REQUIRED ACTION:
Answer these questions about the book review below:
(a) Who published the hardcover edition, and on what date?
(b) What kind of feel does the review say the author's fantasy world has?
(c) What is the physics of the book's universe based on?

PAGE EXTRACT:
--

Wednesday, December 4, 2019

Book Review: Unraveling by Karen Lord

Unraveling by Karen Lord

Hardcover, 304 pages Published June 4th 2019 by Daw Book

As I read this strange and esoteric fantasy novel I had a feeling that many of the readers out there on Good Reads would hate this book and boy was I correct. Reading many of the reviews I was confused. Did we read the same book? Because the book I read was pretty close to a masterpiece of Science Fiction, Fantasy, and Horror. I have not done the rankings but this book is easily one of my top ten reads of the year.

Karen Lord writes from a misty magical place, with an Afro-Caribbean feel she creates a fantasy world that is not easily digestible for a generation of readers honed on Harry Potter. It requires you to not rely on tropes and rehashed ideas. I mean there were times I thought things were going over my head but that is OK for me.

This is a fun read with magical portals, city-sized psychic labyrinths, Angels, shape-shifting immortal beings, killers and a murder mystery at the heart of journey through a universe with a Physics based on memory opposed to what we think of as natural science. The weird landscape makes for a really inventive environment that plays with what is real in our memory and the flexible nature of time. In some ways, I thought of this book as a cross between Leguin Lathe of Heaven and the David Fincher movie Seven.

--

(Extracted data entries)
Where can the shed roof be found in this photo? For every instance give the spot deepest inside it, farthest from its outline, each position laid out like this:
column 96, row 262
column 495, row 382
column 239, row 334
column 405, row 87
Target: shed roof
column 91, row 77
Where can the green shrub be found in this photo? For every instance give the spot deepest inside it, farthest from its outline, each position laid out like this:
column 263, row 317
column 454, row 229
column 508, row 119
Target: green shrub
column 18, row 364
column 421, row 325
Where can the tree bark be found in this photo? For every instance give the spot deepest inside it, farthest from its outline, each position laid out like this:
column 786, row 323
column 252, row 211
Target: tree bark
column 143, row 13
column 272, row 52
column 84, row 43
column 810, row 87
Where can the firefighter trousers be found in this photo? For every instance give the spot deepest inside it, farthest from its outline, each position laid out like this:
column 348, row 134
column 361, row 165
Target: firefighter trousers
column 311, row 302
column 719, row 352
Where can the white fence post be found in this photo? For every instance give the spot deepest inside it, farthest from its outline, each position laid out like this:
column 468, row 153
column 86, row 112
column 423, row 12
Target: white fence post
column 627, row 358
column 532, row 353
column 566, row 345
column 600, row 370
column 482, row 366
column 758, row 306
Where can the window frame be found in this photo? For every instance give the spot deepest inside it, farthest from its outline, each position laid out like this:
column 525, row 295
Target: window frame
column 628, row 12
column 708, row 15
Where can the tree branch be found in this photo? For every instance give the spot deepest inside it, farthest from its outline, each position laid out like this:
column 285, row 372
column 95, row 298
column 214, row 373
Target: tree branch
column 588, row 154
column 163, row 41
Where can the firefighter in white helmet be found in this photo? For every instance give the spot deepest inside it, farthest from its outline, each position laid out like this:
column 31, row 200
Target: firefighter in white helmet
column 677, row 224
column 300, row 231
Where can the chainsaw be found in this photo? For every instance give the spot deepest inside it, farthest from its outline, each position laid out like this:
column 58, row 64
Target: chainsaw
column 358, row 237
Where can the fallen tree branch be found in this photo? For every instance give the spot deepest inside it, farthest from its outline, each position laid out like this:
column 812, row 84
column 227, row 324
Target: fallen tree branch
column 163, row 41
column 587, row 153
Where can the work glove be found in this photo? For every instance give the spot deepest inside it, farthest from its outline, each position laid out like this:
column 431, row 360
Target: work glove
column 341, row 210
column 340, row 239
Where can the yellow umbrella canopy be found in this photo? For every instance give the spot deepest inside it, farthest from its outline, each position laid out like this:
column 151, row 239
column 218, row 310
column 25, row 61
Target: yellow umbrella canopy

--

TASK SOLUTION:
(a) Daw Book, on June 4th 2019.
(b) An Afro-Caribbean feel.
(c) Memory.